[WHAT THE TASK ASKS] Extract every line in the rows below that contains the word "stone", and copy each such line unchanged.

[MATERIAL FOR THIS TASK]
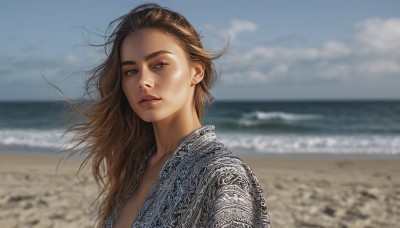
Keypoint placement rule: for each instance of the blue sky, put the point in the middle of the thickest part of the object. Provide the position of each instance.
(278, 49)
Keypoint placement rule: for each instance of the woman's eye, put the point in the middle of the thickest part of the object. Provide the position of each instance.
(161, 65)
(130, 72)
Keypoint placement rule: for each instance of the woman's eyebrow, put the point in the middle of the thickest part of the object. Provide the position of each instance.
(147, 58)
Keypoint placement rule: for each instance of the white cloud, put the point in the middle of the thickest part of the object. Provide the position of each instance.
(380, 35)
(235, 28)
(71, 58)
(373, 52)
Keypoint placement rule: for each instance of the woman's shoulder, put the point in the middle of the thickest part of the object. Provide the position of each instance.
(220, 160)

--

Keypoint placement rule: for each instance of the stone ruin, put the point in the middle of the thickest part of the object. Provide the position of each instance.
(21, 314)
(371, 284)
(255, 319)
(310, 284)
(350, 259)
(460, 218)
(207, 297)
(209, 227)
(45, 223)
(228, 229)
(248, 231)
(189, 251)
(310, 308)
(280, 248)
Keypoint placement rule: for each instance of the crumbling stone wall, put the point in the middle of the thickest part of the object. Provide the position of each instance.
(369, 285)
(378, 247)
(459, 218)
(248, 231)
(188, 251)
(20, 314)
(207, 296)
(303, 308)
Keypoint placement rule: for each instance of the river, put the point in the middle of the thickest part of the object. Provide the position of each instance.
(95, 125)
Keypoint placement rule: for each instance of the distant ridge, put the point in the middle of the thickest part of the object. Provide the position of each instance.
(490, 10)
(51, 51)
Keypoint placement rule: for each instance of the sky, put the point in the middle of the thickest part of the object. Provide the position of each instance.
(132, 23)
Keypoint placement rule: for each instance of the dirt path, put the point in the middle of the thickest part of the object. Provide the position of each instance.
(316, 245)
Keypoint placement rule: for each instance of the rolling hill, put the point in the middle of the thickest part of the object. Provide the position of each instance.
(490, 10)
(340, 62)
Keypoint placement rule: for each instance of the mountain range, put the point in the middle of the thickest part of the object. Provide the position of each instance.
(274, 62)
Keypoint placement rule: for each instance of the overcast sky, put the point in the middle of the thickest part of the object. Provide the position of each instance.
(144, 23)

[THE OUTPUT]
Keypoint placement rule: for each instance of the stone ruin, put the point in the middle of the thickest part of the object. Provide the position of each instance.
Keypoint placement rule: for each instance of the crumbling stone wall, put the point in the middle of the thickest part of the object. Provide the position of each instance.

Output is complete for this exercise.